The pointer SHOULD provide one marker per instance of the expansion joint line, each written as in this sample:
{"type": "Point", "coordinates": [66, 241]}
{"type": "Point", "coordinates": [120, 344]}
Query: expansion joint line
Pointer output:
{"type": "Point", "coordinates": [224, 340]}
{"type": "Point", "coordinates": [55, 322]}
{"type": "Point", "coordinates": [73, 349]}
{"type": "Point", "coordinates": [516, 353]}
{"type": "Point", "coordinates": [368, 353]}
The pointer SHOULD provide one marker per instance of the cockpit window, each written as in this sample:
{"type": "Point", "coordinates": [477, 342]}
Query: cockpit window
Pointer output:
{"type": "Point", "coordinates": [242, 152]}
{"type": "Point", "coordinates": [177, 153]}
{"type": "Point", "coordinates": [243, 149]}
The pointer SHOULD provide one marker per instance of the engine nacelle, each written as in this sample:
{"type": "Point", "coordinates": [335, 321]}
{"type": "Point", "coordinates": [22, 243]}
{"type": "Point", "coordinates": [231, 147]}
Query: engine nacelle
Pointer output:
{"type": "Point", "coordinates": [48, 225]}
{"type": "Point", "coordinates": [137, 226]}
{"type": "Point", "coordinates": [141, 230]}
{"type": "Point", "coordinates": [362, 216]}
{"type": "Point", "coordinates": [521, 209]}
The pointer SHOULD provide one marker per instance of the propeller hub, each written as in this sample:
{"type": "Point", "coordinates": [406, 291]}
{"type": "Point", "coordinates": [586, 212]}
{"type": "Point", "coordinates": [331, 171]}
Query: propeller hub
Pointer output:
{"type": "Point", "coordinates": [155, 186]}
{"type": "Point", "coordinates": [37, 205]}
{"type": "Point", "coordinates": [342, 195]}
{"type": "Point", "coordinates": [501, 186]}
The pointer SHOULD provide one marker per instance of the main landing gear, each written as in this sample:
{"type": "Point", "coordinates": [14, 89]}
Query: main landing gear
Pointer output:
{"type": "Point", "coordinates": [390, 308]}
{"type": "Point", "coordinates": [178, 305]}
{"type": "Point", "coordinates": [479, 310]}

*Exercise task*
Copy out all of the material above, swapping each "SHOULD" for "MUST" and keeping everything else the same.

*The answer*
The pointer MUST provide one marker per instance of the expansion joint line, each written as in this sample:
{"type": "Point", "coordinates": [66, 241]}
{"type": "Point", "coordinates": [120, 344]}
Query: expansion joint line
Pointer output:
{"type": "Point", "coordinates": [224, 340]}
{"type": "Point", "coordinates": [55, 322]}
{"type": "Point", "coordinates": [73, 349]}
{"type": "Point", "coordinates": [516, 353]}
{"type": "Point", "coordinates": [368, 353]}
The pointer MUST provide one marker per instance of the cockpit window, each written as in this sample:
{"type": "Point", "coordinates": [477, 342]}
Query: cockpit window
Pointer output:
{"type": "Point", "coordinates": [242, 152]}
{"type": "Point", "coordinates": [177, 153]}
{"type": "Point", "coordinates": [243, 149]}
The pointer MUST provide one marker per instance of the engine nacelle, each written as in this sample:
{"type": "Point", "coordinates": [335, 321]}
{"type": "Point", "coordinates": [22, 243]}
{"type": "Point", "coordinates": [231, 147]}
Query: engine nacelle
Pointer output:
{"type": "Point", "coordinates": [48, 225]}
{"type": "Point", "coordinates": [137, 226]}
{"type": "Point", "coordinates": [141, 230]}
{"type": "Point", "coordinates": [362, 216]}
{"type": "Point", "coordinates": [521, 209]}
The pointer MUST provide one marker per instance of the propeller hub, each written as in this sample:
{"type": "Point", "coordinates": [406, 291]}
{"type": "Point", "coordinates": [586, 212]}
{"type": "Point", "coordinates": [331, 171]}
Query: propeller hub
Pointer output:
{"type": "Point", "coordinates": [155, 186]}
{"type": "Point", "coordinates": [37, 205]}
{"type": "Point", "coordinates": [342, 195]}
{"type": "Point", "coordinates": [501, 186]}
The pointer MUST provide one marker per instance of the main landing gear, each written as in this sample:
{"type": "Point", "coordinates": [14, 89]}
Query: main landing gear
Pointer output:
{"type": "Point", "coordinates": [390, 308]}
{"type": "Point", "coordinates": [178, 305]}
{"type": "Point", "coordinates": [479, 310]}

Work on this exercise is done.